SOURCE.
────────────────────

Frameworks and resources exist that help bring climate considerations to the core of community planning. For example, EcoDistricts empowers district-scale urban development practitioners to achieve ambitious performance outcomes in equity, resilience, and climate protection. While ICLEI Canada (Local Governments for Sustainability) – a global network of more than 1,750 local and regional governments committed to sustainable urban development – is a hub for many frameworks and climate-related resources specifically designed for cities.
These resources recognize that district energy plays an important role when developing or implementing community climate mitigation and adaptation strategies. For example, the District Energy in Cities initiative supports local governments to build know-how and implement enabling policies that accelerate investment in low carbon and climate-resilient district energy systems. Furthermore, municipalities across Canada have declared climate emergencies to accelerate their local action on decarbonization to align with the targets of the Paris Agreement. Modern district energy systems can help cities meet energy efficiency or net-zero energy building standards and renewable energy objectives.
Both the City of Vancouver and City of Toronto have included district energy in their climate plans. Vancouver has introduced district energy utilities with mandatory connection requirements. Toronto supports district energy with guidelines and reports, provides support for neighbourhoods to develop community energy plans, and has partnered with Enwave Energy corporation to expand district energy systems in the city.
How to manage your climate risk and harness opportunities
In order to manage your climate risk and harness your opportunities, you should bring a climate lens to your organization. This is crucial for developers, for example, who are looking to capture the full value of district energy systems in a wider climate strategy.
Apply a climate lens
A climate lens should be applied across the organization looking at governance, strategy, risk management, and metrics and targets.
The organization’s governance and climate-related risks and opportunities is an important place to start. Who is responsible for climate and what power do they have to set and implement the agenda?

────────────────────

WORKING DATA.
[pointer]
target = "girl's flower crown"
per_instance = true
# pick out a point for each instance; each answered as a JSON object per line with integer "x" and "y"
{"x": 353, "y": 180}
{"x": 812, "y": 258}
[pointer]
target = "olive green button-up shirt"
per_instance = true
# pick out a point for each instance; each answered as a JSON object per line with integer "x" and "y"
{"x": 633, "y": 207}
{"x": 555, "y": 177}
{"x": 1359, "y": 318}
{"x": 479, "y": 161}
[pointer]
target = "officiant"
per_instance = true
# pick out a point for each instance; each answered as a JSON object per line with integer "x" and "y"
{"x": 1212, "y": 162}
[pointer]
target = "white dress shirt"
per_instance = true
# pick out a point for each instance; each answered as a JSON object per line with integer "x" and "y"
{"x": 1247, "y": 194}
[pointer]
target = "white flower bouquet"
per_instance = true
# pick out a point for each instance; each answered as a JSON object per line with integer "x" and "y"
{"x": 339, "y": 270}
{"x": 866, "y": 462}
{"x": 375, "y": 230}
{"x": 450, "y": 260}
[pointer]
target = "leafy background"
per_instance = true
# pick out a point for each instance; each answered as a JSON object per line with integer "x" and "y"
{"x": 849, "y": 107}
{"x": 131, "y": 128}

────────────────────

EXERCISES.
(1) Name the areas that the passage on district energy and climate planning says a climate lens should examine across an organization.
(2) Display each line of the listing that contains the string "shirt". Matching is case-sensitive.

OUTPUTS IN ORDER.
(1) Governance, strategy, risk management, and metrics and targets.

(2)
target = "olive green button-up shirt"
target = "white dress shirt"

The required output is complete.